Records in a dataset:
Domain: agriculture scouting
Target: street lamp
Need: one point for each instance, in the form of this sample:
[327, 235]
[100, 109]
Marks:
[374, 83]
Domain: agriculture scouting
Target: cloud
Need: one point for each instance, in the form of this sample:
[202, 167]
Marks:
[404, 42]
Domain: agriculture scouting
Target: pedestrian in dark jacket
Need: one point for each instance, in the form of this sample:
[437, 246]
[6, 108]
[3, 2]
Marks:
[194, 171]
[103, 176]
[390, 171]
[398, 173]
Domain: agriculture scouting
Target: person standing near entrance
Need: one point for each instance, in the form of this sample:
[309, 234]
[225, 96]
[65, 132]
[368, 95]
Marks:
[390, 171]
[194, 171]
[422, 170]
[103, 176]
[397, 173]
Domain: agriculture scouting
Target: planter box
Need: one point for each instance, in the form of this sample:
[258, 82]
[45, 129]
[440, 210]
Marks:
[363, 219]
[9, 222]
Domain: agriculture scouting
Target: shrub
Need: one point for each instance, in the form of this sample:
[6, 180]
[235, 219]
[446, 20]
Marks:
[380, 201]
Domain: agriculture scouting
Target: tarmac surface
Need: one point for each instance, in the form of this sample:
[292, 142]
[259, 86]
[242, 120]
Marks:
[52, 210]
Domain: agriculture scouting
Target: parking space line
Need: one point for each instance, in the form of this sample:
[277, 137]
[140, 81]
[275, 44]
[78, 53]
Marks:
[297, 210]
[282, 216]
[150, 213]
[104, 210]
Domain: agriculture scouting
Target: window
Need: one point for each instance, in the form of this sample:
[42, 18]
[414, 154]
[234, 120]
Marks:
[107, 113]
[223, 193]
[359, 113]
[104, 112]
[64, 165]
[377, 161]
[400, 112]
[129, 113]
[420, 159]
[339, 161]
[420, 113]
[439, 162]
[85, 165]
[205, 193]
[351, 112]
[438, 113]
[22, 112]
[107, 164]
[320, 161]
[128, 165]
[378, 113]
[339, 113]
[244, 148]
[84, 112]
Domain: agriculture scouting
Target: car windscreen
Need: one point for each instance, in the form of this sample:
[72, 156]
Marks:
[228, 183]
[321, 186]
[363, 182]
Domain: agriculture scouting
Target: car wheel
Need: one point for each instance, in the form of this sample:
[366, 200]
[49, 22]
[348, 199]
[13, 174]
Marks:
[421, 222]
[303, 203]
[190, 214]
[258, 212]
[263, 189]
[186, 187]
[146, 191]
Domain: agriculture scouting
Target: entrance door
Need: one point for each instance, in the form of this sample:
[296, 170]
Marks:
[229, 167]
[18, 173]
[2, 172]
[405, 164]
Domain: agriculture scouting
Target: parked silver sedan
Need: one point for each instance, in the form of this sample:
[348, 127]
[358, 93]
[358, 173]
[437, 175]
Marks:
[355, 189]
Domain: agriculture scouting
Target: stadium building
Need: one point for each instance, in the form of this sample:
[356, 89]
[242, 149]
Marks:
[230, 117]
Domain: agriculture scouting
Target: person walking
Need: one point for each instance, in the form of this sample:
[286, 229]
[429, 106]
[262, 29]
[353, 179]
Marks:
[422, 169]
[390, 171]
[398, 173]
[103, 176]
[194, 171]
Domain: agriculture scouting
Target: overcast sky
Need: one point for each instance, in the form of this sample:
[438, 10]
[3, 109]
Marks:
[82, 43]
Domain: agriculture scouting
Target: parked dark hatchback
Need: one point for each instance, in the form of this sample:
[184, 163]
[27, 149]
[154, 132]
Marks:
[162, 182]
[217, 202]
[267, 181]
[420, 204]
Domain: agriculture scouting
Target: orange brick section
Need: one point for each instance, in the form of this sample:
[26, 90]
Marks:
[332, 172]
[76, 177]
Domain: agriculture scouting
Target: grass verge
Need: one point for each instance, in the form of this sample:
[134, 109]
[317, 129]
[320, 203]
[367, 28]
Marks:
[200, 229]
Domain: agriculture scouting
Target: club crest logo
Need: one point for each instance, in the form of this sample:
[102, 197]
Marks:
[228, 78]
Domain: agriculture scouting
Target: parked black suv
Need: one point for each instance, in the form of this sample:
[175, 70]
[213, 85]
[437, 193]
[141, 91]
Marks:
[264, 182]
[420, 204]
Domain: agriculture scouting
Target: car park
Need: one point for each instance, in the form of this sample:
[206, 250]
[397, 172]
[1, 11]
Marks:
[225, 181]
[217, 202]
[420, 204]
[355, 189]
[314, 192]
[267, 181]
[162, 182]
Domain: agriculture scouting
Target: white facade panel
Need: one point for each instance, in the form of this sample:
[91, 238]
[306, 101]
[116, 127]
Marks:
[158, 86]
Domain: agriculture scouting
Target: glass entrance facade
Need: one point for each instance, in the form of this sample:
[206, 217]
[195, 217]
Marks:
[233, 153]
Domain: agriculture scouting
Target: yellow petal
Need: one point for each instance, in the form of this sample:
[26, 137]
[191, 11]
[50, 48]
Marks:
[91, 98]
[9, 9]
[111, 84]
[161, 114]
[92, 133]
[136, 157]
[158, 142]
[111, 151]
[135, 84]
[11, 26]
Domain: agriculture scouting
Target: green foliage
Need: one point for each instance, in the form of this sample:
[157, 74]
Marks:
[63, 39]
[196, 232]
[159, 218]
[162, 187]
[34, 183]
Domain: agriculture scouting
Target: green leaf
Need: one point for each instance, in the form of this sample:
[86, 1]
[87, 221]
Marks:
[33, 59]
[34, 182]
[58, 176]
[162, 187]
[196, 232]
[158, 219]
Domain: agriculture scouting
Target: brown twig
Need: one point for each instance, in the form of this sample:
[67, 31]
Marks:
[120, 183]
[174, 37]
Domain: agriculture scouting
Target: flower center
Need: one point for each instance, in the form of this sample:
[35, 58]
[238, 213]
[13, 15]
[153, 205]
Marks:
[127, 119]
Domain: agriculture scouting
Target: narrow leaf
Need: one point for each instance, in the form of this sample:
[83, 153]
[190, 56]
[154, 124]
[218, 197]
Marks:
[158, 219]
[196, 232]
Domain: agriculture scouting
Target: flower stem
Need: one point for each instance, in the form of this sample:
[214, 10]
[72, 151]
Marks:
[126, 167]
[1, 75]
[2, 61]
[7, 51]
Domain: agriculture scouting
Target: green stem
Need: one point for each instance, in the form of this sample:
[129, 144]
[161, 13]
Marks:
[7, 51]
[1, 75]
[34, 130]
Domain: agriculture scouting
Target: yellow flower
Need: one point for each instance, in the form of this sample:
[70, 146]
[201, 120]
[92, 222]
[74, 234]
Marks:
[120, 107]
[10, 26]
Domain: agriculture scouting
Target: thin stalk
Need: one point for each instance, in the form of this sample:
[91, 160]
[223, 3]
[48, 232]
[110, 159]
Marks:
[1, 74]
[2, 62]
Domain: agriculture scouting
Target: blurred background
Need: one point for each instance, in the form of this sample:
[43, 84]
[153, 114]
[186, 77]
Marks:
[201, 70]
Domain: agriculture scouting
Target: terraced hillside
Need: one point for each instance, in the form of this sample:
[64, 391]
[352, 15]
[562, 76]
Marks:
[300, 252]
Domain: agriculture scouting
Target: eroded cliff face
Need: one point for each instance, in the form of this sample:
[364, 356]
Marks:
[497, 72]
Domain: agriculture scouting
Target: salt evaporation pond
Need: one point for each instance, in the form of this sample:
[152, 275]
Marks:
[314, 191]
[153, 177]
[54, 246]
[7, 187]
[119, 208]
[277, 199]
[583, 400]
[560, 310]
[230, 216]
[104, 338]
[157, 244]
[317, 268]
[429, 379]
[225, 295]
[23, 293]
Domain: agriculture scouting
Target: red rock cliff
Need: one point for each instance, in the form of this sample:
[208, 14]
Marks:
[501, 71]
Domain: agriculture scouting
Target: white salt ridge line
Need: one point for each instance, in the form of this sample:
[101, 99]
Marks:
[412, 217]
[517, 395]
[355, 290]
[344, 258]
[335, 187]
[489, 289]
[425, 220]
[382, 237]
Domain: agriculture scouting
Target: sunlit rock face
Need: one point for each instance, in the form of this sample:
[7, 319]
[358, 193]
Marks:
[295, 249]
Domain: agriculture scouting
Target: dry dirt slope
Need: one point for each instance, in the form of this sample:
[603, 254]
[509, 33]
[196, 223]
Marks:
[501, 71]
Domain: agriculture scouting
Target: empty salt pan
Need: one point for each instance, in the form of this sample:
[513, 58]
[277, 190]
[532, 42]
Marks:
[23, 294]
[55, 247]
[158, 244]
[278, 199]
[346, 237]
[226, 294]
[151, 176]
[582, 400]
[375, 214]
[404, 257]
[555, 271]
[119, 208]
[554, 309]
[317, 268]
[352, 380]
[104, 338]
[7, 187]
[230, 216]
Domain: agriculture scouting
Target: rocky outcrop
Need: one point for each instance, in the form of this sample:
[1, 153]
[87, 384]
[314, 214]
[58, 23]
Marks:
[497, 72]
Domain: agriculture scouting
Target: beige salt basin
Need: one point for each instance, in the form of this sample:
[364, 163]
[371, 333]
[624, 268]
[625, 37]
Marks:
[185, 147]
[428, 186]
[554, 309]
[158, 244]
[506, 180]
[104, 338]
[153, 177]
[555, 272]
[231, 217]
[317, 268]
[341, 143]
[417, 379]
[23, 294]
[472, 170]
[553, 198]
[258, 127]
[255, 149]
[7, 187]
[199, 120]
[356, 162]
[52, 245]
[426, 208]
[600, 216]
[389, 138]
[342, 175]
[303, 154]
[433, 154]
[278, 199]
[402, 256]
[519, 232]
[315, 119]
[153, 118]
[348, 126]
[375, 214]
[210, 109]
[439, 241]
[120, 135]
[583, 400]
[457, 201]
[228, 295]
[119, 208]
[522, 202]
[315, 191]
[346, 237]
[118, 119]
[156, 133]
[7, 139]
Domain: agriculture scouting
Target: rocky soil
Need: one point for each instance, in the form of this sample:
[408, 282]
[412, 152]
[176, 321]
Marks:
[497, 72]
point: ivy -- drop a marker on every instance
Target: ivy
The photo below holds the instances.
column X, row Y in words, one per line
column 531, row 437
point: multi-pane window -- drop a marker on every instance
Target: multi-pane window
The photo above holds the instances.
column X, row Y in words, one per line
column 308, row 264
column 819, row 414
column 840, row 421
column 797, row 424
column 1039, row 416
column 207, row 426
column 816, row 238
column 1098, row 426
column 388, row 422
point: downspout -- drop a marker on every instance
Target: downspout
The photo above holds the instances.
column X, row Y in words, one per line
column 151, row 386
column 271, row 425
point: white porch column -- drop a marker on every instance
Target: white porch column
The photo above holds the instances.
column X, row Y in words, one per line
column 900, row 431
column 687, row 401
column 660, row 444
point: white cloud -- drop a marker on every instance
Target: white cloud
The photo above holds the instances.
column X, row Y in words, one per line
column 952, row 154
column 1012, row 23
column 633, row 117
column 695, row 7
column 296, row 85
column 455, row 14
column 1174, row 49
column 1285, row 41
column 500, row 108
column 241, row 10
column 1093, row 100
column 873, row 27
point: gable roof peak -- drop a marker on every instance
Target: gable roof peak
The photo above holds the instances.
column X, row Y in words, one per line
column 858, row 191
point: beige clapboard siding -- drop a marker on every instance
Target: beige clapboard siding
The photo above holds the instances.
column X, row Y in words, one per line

▶ DIRECTION
Rewrite the lines from the one with "point: beige clapboard" through the end of the records, changing "beige" to "white" and leaving everything else the same.

▶ ANSWER FOR THE TASK
point: white clapboard siding -- drop a marker on every instance
Target: white clapboard siding
The photo above holds the instances.
column X, row Y in words, one per line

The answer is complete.